By 6 November, the IDF "had cut an informal, winding track" across the Gaza Strip which reached to the coast. On 24 November, it was reported that the IDF would "continue administrative and logistical movements on the Netzarim axis and coastal road in the northern Gaza Strip". Palestinian Islamic Jihad (PIJ)'s military wing, the Al-Quds Brigades, conducted two separate attacks on the Netzarim Corridor in December 2023.

===2024===

Completion of the corridor was ultimately finalized between 5 March and 9 March 2024.

From March to April 2024, the two sides clashed regularly in the area. The IDF launched raids into the northern and central Gaza Strip, while Palestinian forces launched multiple artillery and rocket attacks on the Netzarim Corridor. By 7 April, following a series of successive withdrawals from the Gaza Strip, the Netzarim Corridor became the only area where the IDF was deployed.

The Foundation for Defense of Democracies reported on 8 May that the Netzarim Corridor had become "a magnet" for repeated Palestinian attacks, with the Tehran Times reporting a similar observation on 20 July. Nonetheless, the IDF continued military operations from the corridor during this time. One IDF officer reported that troops had consistently found evidence of Palestinian militant activity, such as weapons and explosives, in almost every building searched near the area.

────

THINGS TO DO —
**1.** According to the Netzarim Corridor text, between which dates was completion of the corridor finalized?
**2.** Extract the portion of the Netzarim Corridor text between "The Foundation for" and "near the area.", inclusive.

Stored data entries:
────

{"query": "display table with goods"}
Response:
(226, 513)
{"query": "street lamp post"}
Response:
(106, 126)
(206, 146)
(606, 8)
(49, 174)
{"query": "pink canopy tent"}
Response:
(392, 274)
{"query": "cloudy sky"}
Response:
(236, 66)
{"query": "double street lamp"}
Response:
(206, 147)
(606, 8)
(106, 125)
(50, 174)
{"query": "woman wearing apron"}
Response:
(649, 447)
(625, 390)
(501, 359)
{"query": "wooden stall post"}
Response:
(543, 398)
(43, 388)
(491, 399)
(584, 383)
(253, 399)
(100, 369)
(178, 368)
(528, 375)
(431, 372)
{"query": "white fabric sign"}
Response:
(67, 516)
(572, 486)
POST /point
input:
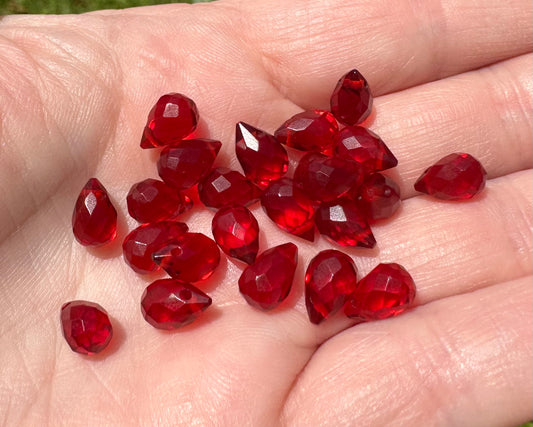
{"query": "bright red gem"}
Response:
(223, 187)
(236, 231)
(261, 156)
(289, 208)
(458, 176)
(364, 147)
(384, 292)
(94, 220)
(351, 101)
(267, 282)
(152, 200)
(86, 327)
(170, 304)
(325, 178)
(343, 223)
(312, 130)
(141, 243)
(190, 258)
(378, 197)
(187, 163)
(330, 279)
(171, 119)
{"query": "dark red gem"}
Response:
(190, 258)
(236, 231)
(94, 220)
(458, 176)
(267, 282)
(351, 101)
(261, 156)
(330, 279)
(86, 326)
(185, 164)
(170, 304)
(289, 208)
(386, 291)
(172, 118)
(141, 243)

────

LIST OF SOLUTIONS —
**1.** Between 5 March and 9 March 2024.

**2.**
The Foundation for Defense of Democracies reported on 8 May that the Netzarim Corridor had become "a magnet" for repeated Palestinian attacks, with the Tehran Times reporting a similar observation on 20 July. Nonetheless, the IDF continued military operations from the corridor during this time. One IDF officer reported that troops had consistently found evidence of Palestinian militant activity, such as weapons and explosives, in almost every building searched near the area.